Records excerpted from a collection

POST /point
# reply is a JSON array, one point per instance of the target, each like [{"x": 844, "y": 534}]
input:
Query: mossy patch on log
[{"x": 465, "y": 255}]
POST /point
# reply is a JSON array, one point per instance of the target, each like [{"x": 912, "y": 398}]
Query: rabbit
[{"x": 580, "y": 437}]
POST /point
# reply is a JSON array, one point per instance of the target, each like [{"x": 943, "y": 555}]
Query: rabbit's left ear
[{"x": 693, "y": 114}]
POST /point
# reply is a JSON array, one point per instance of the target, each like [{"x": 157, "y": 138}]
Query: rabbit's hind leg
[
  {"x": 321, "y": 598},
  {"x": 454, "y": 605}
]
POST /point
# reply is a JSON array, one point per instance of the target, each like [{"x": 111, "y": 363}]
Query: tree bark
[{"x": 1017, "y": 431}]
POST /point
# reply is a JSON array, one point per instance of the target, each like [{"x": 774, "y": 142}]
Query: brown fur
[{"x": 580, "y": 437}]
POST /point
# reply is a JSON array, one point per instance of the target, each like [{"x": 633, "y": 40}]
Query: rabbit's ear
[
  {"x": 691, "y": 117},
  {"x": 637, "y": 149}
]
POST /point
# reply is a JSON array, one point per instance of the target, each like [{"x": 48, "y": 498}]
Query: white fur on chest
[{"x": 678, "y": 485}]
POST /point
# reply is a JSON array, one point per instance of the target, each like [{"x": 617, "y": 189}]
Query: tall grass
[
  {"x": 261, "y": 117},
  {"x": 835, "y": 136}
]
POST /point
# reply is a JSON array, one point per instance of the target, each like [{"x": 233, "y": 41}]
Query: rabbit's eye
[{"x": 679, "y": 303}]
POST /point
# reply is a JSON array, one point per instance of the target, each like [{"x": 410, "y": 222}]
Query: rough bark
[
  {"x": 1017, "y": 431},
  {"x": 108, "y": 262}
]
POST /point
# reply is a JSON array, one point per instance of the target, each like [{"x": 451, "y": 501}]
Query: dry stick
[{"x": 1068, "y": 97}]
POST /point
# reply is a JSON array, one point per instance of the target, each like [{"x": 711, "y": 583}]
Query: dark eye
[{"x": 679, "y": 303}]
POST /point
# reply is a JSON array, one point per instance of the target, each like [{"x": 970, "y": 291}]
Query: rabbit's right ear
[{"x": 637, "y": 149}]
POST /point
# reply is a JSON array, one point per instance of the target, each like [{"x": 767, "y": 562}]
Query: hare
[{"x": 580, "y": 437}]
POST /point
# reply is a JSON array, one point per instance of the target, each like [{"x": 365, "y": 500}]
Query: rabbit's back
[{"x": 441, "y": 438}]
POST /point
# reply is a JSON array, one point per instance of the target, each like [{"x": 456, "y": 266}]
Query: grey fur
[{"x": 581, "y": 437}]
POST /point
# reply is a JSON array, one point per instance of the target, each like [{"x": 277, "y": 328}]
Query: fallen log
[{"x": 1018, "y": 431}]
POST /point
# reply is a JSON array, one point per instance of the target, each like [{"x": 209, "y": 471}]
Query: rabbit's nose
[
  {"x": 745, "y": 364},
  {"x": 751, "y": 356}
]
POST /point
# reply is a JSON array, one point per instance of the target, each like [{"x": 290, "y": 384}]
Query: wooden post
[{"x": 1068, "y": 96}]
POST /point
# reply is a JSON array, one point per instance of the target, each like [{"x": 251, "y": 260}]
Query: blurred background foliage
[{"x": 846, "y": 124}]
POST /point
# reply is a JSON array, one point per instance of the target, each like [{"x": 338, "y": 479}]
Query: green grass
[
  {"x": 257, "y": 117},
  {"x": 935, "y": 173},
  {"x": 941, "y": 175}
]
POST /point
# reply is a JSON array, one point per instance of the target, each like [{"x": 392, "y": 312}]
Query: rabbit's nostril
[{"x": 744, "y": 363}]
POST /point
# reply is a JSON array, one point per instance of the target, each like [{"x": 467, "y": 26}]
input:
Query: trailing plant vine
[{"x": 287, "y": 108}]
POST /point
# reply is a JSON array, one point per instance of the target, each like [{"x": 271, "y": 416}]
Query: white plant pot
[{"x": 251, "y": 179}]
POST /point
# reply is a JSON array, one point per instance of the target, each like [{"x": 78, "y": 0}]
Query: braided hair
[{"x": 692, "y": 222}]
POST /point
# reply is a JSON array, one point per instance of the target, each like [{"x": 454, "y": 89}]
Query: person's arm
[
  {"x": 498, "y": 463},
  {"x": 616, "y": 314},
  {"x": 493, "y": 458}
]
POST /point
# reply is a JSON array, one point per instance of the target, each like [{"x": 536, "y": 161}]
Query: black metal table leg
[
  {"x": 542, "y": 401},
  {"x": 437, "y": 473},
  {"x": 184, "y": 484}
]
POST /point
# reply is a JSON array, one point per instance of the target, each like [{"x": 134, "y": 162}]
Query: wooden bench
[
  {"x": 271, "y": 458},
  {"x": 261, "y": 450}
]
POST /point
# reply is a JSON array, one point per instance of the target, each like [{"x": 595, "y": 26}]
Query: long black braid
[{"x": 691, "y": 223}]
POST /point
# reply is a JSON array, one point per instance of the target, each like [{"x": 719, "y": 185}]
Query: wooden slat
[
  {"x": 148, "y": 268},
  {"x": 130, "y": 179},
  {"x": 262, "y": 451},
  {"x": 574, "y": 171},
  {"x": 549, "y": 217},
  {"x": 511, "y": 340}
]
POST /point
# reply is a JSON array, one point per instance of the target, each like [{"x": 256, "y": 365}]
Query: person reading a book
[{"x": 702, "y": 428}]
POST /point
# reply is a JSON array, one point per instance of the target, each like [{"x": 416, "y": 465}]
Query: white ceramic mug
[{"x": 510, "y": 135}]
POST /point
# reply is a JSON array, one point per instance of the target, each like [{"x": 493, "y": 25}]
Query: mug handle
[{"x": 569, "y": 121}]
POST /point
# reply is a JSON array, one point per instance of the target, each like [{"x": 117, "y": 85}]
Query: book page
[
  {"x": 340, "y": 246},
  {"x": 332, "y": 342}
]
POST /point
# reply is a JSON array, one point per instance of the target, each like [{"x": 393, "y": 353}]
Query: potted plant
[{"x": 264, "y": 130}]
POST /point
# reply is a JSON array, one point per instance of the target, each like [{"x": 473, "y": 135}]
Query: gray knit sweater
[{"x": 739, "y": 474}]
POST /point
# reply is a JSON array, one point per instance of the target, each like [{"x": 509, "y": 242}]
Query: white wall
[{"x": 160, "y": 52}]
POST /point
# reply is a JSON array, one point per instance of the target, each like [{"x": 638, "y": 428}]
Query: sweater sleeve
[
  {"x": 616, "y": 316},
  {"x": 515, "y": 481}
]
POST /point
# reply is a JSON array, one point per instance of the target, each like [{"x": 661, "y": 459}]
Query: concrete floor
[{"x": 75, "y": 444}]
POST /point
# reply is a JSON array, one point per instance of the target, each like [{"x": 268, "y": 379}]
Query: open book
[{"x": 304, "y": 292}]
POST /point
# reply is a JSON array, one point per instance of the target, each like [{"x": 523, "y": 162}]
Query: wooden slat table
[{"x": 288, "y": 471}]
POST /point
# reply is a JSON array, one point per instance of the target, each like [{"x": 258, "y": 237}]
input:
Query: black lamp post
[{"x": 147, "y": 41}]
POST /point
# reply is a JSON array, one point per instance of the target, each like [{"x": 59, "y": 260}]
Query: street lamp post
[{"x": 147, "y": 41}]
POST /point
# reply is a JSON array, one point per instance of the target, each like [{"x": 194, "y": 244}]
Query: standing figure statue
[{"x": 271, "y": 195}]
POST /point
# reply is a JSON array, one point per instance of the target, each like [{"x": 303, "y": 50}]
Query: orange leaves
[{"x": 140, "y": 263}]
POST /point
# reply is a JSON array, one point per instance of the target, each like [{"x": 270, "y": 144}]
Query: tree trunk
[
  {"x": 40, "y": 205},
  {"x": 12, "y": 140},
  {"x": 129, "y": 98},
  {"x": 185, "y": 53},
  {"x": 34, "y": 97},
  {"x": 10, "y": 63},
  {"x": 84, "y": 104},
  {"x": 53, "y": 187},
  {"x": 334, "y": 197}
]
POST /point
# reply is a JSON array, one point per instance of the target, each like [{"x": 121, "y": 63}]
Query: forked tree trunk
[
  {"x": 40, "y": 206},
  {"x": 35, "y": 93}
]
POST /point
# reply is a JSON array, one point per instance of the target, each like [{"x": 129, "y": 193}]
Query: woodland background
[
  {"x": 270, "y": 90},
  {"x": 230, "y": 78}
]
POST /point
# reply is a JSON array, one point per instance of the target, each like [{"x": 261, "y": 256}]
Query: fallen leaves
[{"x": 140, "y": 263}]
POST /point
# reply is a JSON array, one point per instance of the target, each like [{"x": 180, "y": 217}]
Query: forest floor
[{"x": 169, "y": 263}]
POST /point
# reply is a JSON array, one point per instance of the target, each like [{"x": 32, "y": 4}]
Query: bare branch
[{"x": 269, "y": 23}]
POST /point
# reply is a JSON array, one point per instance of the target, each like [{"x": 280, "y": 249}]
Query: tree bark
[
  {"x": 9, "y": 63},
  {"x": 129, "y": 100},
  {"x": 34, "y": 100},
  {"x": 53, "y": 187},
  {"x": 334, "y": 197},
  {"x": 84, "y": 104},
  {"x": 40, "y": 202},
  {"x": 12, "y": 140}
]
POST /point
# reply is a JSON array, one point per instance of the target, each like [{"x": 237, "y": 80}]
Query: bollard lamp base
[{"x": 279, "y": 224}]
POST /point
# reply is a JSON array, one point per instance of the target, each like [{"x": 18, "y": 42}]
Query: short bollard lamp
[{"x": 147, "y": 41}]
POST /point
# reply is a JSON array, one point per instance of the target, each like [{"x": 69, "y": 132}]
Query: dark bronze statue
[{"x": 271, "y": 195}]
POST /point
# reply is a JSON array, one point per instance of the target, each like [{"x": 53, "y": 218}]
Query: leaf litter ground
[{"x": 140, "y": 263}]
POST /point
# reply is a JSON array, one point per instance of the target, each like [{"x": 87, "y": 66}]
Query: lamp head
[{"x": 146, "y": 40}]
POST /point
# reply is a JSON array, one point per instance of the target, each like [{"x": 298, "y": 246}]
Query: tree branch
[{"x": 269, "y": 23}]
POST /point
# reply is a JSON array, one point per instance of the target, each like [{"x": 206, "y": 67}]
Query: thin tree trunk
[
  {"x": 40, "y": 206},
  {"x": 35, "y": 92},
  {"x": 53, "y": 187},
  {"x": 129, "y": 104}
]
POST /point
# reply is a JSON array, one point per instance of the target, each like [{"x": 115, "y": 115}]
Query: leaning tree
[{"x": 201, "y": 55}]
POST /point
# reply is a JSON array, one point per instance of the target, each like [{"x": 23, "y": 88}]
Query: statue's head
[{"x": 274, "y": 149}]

Action item: Make an exact copy of each line, beginning at the one containing "Query: leaning tree" and ending with the last line of the data, and of no other line.

Result for this exercise:
Query: leaning tree
[{"x": 201, "y": 55}]
POST /point
# reply is a JSON array, one point per instance of the target, each like [{"x": 23, "y": 88}]
Query: statue's head
[{"x": 274, "y": 149}]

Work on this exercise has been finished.